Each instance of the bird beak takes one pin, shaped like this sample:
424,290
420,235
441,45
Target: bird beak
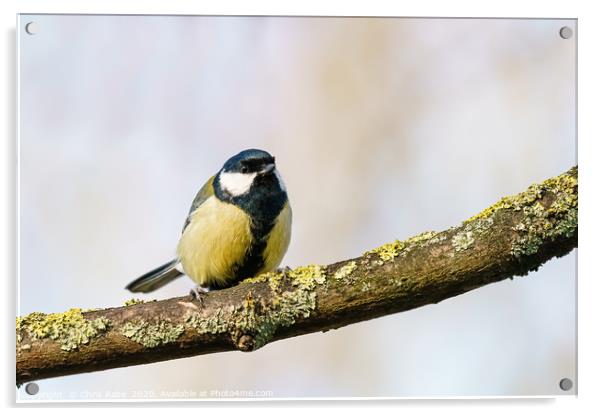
☆ ☆ ☆ ☆ ☆ ☆ ☆
— YOUR TASK —
Can you rewrite the records above as a numbered list, one item per line, dropping any blank lines and leaving out the picture?

— TASK RESULT —
1. Each instance of the bird beak takes one pin, shaped like this sample:
2. 424,290
3. 420,235
4. 441,45
5. Target: bird beak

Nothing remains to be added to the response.